→ **TASKS TO PERFORM**
• 1. According to the newsletter, in what year did the Council of Nicea take place?
• 2. Quote the stretch of the newsletter from "History shows that" through "of those present.".

→ **TEXT SECTION**
====

Focus on the Kingdom

Volume 5 No. 11                                            Anthony Buzzard, editor                                         August, 2003

 

In This Issue

Who Is God and Who Is Jesus?

Four Options in Christology (Who is Jesus?)

Chart 1

Chart 2

Chart 3

Chart 4

Incomprehensible Church-Speak

Comments

 

Who Is God and Who Is Jesus?

T

his is a question which no lover of God and His Scripture can afford to ignore. It is unfortunately a question which evokes powerful emotion, as different groups struggle to maintain a position against opposing ones. This ought never to be the case in Christian circles. We should all be committed to the Berean exercise of searching out the Truth in a prayerful and calm frame of mind.

            At present an atmosphere of fear prevents honest and open discussion of these great biblical issues about the identity of Jesus and God. Such fear impedes reasoned discussion. If one is receiving a paycheck from supporters of a “what-we-have-always-believed” position on the Godhead, a conscious decision to put the love of truth ahead of money will be required. The truth of the words of Jesus is to be desired at all costs. Is that not what the Messiah stated almost constantly as he encountered would-be disciples?

History shows that majority views, not necessarily the truth, prevailed. The winners in church disputes were sometimes those who could exercise the most “clout.” Ecclesiastical dogmas came into being, not necessarily reflecting the truth of the Bible, but for reasons of party spirit and political intrigue. It is a well-established fact of history that the Council of Nicea in AD 325, which determined the basis of Church dogma relative to the nature of God and His Son, made its resolutions in the face of much honest objection from some of those present.

====

Pointing records
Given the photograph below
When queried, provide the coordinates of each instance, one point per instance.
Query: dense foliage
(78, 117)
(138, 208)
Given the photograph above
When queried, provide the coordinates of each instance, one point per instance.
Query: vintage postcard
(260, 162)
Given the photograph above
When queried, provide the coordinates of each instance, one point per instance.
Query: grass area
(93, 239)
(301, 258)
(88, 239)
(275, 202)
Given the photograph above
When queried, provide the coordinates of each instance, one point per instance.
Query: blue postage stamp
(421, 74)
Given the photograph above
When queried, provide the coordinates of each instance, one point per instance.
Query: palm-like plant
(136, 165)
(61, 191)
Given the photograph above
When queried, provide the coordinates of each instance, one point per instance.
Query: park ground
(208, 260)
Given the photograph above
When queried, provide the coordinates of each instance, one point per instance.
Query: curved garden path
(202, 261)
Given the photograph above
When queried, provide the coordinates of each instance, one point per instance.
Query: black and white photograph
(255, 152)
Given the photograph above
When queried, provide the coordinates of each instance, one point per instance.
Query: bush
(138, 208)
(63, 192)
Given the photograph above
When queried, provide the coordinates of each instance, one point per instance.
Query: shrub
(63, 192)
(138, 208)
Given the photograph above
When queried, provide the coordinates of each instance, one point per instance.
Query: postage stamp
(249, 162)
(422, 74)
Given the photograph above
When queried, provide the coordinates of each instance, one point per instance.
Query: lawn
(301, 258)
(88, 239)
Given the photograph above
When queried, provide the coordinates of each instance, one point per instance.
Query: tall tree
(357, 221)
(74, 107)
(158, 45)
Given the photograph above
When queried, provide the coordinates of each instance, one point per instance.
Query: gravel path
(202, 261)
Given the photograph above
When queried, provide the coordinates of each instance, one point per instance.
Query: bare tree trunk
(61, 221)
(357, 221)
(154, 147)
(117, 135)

====

→ **ANSWERS BY TASK**
• 1. AD 325

• 2.
History shows that majority views, not necessarily the truth, prevailed. The winners in church disputes were sometimes those who could exercise the most “clout.” Ecclesiastical dogmas came into being, not necessarily reflecting the truth of the Bible, but for reasons of party spirit and political intrigue. It is a well-established fact of history that the Council of Nicea in AD 325, which determined the basis of Church dogma relative to the nature of God and His Son, made its resolutions in the face of much honest objection from some of those present.